The Master of Many, Part 2

January 7, 2010
By steph

Firstly, a (belated) Happy New Decade to all!

Before the holiday season, I wrote about how poly-expertise was possible. In particular, I did some basic arithmetic: if we kept at something — say, working at a particular job — for 5 hours a day, 5 days a week, that it’d take us just over 8 years to become an “expert” if we were to follow the Gladwellian 10,000-hour rule. That is, assuming we have an 8 hours’ work day but are actually effective for 5, and a few other assumptions. Best read all of that here.

So, what I’m going to is to show how, in practice, it’s possible to be a poly-expert over some time, even if you don’t try very hard. If you don’t have time to follow all the numbers and scheduling, feel free to skip right to the bit on why I think the numbers don’t actually matter.

Where did the time go?

When I started making these calculations, it occurred to me that I played a lot of music when I was little. Could we perhaps look at poly-expertise as a manifestation of habits that developed over time, that contributed towards being good at something?

From 7 years old to 21, including performance time, I averaged a couple of hours of practice a day + maybe 1 hour performance a week. (Mind you, that doesn’t mean I practiced every day or performed every week, it’s just an average.) The math: ((2 hours’ practice x 7 days) + 1 hour weekly performance) x 50 average weeks x 14 years = 10,500 hours. On paper, I was apparently already an “expert” musician before I had my first full-time job. In reality, given my age, I wouldn’t have been mature enough then to be a full-fledged musician.

It’s not hard to fit in 2 hours in a day even if you’re already working a full day’s work. There are 24 hours in a day after all, right? Even if you sleep 8 hours, there is technically still time to fill. So, I’d like to explore what happens to the time outside of sleep and work by looking at how I spent my “free time” throughout late high school, university, etc.

Let me give you an approximate breakdown of my schedule when I was in late high school:

  • 8:30am – 3:30pm: Classes. I often took the lunch hour to play with the music computer in the lab
  • 3:30pm – 5:30pm: Music rehearsal. (2 hours — not every day, but usually 2-3 days a week)
  • 6:00pm-8:00pm: Cook, have dinner, wash-up etc. (2 hours)
  • 8:00pm-midnight: Say, 2 hours for homework (I doubt I ever did that much), and 2 hours for something else, usually some kind of writing or reading. I was a nerd.

----------------------------------------

**Given exercise 1:** From the poly-expertise post, list every time block in the late high school schedule along with the activity given for it.
**Given exercise 2:** Write the next part of the post on poly-expertise, picking up after the final entry of the late high school schedule.

**Record list:**

----------------------------------------

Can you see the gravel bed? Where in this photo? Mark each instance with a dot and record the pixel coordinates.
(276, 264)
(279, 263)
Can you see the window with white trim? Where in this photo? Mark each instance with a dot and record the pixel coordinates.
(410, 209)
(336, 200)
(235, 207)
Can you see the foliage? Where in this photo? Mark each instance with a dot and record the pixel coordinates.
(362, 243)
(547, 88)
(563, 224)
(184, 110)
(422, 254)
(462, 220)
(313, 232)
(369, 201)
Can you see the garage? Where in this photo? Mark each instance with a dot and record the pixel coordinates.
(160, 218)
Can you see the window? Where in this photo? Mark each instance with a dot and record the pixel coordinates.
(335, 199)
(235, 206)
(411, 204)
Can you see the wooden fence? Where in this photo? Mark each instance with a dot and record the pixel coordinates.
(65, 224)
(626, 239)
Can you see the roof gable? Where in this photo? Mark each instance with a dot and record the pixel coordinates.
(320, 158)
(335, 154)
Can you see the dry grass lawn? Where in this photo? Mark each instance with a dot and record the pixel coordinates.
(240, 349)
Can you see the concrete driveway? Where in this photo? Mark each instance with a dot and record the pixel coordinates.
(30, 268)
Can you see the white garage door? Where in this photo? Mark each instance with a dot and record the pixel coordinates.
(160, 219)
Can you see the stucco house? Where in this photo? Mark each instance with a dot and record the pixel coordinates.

----------------------------------------

**Output 1:**
- 8:30am – 3:30pm: Classes, with the lunch hour often spent on the music computer in the lab
- 3:30pm – 5:30pm: Music rehearsal (usually 2-3 days a week)
- 6:00pm – 8:00pm: Cooking, dinner, and washing up
- 8:00pm – midnight: About 2 hours of homework and 2 hours of something else, usually writing or reading

**Output 2:**
(For the curious, the “music computer” was Notator on an Atari. This was what it looked like. Come to think of it, that might have been what got me interested in usability in the first place…)

In my university years, my schedule was totally erratic, but I spent 10 hours a week either teaching or doing tech support over the course of 2.5 years. University weeks are shorter, we’re looking at around 43 weeks. That clocks up 1075 in preparation for my career in tech — that’s like 10% towards being an “expert”.

In my first few years of working full time as a tech-then-webby-sort of developer, my daily schedule looked something like this:

  • 8am – 9pm: Commute to work. Write on the tram/train. (1 hour)
  • 9am – 5pm: Work. (8 hours)
  • 5pm – 6pm: Commute home. Read. (1 hour)
  • 6pm – 8pm: Cook, dinner, wash-up. (2 hours)
  • 8pm-midnight: Something webby, I was bored with work. At that time, I did a lot of writing, say 2 hours.

Let’s say I kept this writing up for 4 years. Let’s be conservative and not count weekends and minus a few weeks for vacations, laziness etc. 3 hours x 5 days x 49 weeks x 4 years = 2940 hours. Without counting in the time I started writing in my late high school years, this figure doesn’t yet make me a very good writer, but I’m apparently (numerically at least) about a third of the way there.

Checking in on my “tech career hours” in the course of these 4 years: 8 hours x 5 days x 49 weeks x 4 years = 7840 hours. Add that up to my tech work during university year gives us 8915 hours. That was around 2002, a good 7 years ago, I’ve clocked up about the equivalent since.

How you use your time is how you get good at something

Okay, I think we’ve had enough of the arithmetic and the schedules. What’s my point here? My point is that anyone can be a poly-expert, and chances are all of us are experts in more than one thing. If you break down how you’ve spent your time in your youth, you might figure out how you got good at something over time if you’d kept at it.

I made a couple of important life choices very early. I stopped watching television regularly since I was 12 years old. Instead, I chose to spend my time filling my brain with stuff (usually books), playing music and making things. (I only became interested in television again in the last year or two.) Secondly, I don’t have children — it was a conscious choice, and a completely different topic of discussion for another time. But this means even after a long day of work, I have 2-3 hours at my disposal. That’s 15 hours a week, not counting time on weekends.

Let’s say I’ve made good use of my 15 hours a week over the last 10 years, and let’s give that the full 52 weeks a year: I could have easily become fairly accomplished in a completely different field.

If you spend just 3 hours a day, 6 days a week, and every week for 10 years, you’d hit your 10,000-hour mark. But is that really necessary?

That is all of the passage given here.